◆ **YOUR TASK**
Your answer must be the full listing below, repeated exactly.

◆ **SOURCE MATERIAL**
+++

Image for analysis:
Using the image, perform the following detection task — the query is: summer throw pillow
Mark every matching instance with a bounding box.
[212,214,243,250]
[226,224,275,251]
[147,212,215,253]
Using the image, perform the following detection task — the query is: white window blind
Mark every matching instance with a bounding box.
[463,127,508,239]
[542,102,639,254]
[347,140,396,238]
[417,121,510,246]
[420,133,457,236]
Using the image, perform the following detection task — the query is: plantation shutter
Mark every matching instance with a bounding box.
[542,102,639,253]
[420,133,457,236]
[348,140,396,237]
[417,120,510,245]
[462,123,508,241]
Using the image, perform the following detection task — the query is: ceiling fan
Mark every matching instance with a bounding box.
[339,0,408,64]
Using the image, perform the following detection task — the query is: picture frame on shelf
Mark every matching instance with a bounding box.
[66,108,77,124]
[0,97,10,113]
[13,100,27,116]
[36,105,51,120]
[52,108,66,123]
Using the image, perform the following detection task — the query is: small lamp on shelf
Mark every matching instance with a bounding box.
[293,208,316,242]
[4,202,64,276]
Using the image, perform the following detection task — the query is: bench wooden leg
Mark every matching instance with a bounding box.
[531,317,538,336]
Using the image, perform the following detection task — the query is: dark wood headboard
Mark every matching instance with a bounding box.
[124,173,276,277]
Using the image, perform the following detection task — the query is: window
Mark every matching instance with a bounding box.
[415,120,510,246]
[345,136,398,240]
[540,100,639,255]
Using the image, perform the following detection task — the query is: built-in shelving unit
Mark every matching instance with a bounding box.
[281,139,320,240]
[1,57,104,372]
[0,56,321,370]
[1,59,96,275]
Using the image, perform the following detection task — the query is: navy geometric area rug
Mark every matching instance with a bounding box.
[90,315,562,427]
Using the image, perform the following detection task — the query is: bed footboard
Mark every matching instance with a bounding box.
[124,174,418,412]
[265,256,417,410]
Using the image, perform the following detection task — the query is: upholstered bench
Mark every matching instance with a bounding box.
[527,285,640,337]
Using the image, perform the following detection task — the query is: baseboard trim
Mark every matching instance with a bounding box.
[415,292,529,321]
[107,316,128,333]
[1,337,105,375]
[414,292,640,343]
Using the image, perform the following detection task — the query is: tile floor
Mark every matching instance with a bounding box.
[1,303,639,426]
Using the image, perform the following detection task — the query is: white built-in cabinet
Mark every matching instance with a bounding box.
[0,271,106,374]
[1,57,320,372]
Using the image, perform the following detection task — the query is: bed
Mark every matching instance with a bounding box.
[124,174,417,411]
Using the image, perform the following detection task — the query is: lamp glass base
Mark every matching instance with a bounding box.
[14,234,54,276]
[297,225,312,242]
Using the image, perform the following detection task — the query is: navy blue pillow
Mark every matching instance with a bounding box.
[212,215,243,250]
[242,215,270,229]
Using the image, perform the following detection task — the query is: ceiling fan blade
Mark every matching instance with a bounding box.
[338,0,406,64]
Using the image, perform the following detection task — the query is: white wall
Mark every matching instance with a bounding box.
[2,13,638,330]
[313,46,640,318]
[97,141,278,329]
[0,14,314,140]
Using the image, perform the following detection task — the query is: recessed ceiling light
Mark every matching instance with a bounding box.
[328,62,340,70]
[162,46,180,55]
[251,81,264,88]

+++

◆ **TASK ANSWER**
Image for analysis:
Using the image, perform the following detection task — the query is: summer throw pillow
Mark every matching instance with a bounding box.
[212,214,243,250]
[226,224,275,251]
[147,212,215,253]
Using the image, perform the following detection task — the query is: white window blind
Mark every matching instance with a bounding box.
[463,127,508,239]
[542,102,639,254]
[347,140,396,238]
[417,121,510,246]
[420,133,457,236]
Using the image, perform the following detection task — the query is: plantation shutter
Mark every matching instance with a bounding box.
[542,102,639,253]
[420,133,457,236]
[348,140,396,237]
[417,120,510,245]
[462,123,508,241]
Using the image, perform the following detection task — the query is: ceiling fan
Mark every matching instance with a bounding box.
[339,0,408,64]
Using the image, perform the following detection task — the query is: picture frame on shelf
Mark every matching instance with a bounding box.
[66,108,77,124]
[0,97,10,113]
[13,100,27,116]
[36,105,51,120]
[52,108,66,123]
Using the image, perform the following detection task — the query is: small lamp on shelf
Mark every matching instance with a bounding box.
[293,208,316,242]
[4,202,64,276]
Using the image, perform the following detection task — the query is: bench wooden leg
Mark every matching instance with a bounding box.
[531,317,538,336]
Using the image, perform the following detection task — the query is: dark wood headboard
Mark every matching instance with a bounding box.
[124,173,276,277]
Using the image, perform the following detection task — the query is: window
Mark every matching instance with a bounding box.
[415,120,510,246]
[345,136,398,240]
[540,100,639,255]
Using the image, perform the following detection task — the query is: built-in shelving unit
Mark every matching instance with a bounding box.
[281,139,320,240]
[1,57,104,372]
[0,56,321,370]
[1,59,96,275]
Using the image, perform the following detection task — the query is: navy geometric area rug
Mark every matching instance with a bounding box.
[90,315,562,427]
Using the image, perform the following detection task — the query is: bed footboard
Mark every matching instance with a bounding box.
[124,174,418,412]
[265,256,417,410]
Using the image, perform the following detection task — the query is: upholstered bench
Mark every matching instance with a bounding box.
[527,285,640,337]
Using the image, perform the following detection task — the query is: baseboard trim
Mark every matching instance with a bounding box.
[415,292,529,321]
[107,316,128,333]
[1,337,105,375]
[414,292,640,343]
Using the image, perform the following detection task — the query is: tile floor
Mark every matching instance with a bounding box.
[1,303,639,426]
Using the image, perform the following detection task — the query is: white built-in cabinet
Mark every matching instance with a bounding box.
[0,271,106,374]
[1,57,320,372]
Using the image, perform the following detection task — the query is: bed
Mark every matching instance with a bounding box.
[124,174,417,411]
Using the image, perform the following detection task — the query is: lamp glass base
Mark every matching instance with a bounding box.
[14,234,54,276]
[297,225,312,242]
Using the image, perform the following detection task — the query is: navy blue pillow
Mark every matching instance with a bounding box.
[212,215,243,250]
[242,215,270,229]
Using the image, perform the following detection task — the query is: ceiling fan blade
Mark every matching instance with a bounding box.
[338,0,406,64]
Using the image, perform the following detection task — the query is: white wall
Mark every matching instance with a bounding box.
[2,13,638,330]
[313,46,640,318]
[97,141,278,329]
[0,14,314,140]
Using the image, perform the following detection task — the query is: recessed ceiling light
Mark every matching instance with a bounding box.
[328,62,340,70]
[162,46,180,55]
[251,81,264,88]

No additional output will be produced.